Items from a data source

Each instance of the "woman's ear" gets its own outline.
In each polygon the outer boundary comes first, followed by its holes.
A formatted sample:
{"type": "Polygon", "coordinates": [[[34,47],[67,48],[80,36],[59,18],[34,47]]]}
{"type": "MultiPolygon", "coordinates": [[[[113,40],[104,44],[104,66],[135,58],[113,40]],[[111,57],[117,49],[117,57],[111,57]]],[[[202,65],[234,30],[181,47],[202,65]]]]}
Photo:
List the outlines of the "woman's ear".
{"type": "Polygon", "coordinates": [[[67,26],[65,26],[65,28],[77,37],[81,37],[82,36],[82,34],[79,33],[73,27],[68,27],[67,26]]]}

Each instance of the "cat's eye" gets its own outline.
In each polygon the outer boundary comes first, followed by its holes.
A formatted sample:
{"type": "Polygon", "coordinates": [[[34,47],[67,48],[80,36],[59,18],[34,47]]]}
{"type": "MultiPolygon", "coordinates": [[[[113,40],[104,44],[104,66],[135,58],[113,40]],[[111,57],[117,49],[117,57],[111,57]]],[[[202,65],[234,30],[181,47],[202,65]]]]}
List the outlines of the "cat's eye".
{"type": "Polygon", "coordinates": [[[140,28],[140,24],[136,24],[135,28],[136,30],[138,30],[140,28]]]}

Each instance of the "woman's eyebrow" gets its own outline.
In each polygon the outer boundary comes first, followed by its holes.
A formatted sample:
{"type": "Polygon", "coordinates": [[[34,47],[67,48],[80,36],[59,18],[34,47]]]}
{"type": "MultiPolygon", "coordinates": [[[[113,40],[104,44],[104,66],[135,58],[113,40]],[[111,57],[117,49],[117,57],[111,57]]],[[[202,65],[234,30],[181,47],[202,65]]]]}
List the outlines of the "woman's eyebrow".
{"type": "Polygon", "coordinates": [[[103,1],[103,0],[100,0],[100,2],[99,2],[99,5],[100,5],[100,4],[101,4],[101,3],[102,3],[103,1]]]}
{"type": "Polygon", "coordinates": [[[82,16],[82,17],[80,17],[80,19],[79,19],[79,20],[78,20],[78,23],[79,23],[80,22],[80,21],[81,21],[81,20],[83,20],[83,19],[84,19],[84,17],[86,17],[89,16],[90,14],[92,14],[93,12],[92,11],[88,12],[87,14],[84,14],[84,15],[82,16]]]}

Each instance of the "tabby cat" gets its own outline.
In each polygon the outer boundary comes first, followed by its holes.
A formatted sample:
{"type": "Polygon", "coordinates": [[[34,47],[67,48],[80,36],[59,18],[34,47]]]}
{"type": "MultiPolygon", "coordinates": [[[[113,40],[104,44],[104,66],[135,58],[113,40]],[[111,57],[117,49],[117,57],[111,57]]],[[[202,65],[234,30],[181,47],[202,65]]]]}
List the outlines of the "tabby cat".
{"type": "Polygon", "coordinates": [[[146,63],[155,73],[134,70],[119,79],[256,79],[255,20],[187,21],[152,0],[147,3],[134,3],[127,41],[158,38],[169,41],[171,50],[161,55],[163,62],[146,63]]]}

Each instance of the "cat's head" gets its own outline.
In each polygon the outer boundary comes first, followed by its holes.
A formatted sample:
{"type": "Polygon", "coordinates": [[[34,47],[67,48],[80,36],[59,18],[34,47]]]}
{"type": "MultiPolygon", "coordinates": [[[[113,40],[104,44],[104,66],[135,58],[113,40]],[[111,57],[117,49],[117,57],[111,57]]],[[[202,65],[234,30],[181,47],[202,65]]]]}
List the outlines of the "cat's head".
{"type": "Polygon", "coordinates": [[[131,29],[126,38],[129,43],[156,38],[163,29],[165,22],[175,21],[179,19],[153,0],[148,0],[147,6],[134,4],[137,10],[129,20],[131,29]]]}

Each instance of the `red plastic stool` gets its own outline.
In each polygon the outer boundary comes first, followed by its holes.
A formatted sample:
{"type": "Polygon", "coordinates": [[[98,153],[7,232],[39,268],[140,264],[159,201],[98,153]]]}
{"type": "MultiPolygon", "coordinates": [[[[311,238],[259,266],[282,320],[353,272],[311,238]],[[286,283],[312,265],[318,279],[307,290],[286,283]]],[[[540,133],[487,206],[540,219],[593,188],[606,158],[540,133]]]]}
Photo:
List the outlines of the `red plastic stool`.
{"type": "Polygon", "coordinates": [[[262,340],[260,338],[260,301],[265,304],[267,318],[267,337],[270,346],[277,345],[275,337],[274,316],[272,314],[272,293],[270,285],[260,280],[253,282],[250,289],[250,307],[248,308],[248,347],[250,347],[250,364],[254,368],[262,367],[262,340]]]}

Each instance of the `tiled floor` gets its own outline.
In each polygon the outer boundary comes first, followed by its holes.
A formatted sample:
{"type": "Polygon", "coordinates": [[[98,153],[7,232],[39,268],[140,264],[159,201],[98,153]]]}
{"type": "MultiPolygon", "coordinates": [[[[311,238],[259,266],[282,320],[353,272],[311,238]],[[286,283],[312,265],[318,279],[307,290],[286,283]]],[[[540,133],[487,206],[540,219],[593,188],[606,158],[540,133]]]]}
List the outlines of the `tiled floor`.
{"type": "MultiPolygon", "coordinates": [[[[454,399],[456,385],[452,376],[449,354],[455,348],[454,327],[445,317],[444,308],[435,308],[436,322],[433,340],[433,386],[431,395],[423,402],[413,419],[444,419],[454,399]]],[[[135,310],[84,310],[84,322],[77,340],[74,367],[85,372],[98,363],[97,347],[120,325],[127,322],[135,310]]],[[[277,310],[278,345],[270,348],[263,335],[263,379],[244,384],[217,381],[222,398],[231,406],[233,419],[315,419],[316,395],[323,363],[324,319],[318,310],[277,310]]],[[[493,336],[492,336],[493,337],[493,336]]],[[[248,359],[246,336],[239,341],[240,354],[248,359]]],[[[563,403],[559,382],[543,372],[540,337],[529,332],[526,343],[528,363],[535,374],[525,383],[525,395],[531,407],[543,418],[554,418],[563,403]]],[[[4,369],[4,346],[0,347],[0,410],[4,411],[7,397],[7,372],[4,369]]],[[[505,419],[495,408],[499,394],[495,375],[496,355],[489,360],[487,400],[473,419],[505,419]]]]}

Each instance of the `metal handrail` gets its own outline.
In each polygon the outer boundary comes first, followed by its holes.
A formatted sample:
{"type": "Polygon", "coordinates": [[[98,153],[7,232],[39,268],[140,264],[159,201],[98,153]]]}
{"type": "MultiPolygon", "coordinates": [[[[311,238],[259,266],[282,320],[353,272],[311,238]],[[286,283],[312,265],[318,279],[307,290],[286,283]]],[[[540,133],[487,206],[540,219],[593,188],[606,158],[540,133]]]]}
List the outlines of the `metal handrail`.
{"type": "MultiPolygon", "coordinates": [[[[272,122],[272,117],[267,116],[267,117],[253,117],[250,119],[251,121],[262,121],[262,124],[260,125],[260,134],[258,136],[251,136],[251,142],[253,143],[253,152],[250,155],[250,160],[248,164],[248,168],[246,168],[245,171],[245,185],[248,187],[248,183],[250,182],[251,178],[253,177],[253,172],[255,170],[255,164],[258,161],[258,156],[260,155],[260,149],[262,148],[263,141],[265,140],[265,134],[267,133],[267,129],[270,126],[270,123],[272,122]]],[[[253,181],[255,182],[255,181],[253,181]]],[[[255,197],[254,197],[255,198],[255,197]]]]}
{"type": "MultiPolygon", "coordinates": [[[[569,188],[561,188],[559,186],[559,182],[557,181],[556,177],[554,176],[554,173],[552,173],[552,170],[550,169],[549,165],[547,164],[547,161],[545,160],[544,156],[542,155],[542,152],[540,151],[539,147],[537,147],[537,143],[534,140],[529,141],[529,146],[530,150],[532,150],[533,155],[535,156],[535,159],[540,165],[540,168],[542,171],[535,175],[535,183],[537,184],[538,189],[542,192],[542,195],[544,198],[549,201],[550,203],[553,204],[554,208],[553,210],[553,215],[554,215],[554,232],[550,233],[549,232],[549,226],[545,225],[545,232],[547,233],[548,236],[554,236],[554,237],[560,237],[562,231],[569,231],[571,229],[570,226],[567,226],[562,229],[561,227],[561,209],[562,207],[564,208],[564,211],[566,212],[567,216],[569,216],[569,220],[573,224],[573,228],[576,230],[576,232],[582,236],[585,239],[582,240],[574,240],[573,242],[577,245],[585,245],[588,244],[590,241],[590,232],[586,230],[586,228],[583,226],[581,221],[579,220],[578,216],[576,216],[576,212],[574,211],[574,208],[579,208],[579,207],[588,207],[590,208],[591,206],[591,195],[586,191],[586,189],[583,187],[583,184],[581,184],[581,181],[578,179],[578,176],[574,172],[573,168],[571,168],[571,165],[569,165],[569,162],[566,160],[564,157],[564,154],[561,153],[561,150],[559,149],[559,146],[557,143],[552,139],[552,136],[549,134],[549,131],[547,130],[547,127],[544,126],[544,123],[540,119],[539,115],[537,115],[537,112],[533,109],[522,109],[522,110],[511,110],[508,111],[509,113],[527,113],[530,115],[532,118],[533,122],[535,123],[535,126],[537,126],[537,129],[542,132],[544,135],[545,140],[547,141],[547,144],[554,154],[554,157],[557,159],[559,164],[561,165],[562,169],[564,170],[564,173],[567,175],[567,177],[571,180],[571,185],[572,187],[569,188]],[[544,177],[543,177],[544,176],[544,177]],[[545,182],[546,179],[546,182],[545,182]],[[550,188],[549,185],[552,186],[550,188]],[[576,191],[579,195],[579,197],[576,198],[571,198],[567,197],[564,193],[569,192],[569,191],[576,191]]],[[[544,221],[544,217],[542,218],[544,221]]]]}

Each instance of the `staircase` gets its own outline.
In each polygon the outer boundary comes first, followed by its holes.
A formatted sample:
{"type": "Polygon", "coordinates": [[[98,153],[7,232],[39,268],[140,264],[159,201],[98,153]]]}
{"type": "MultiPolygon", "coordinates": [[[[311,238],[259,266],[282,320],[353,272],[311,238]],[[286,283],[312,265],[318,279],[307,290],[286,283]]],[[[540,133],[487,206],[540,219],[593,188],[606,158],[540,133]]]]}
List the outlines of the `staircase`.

→ **Exercise instructions**: Locate every line in the listing above that contains the string "handrail", treating uppercase and lowercase letters as distinct, and copy each such line in full.

→ **Solution for this task**:
Each instance of the `metal handrail` gets its own outline.
List the outlines of the `metal handrail`.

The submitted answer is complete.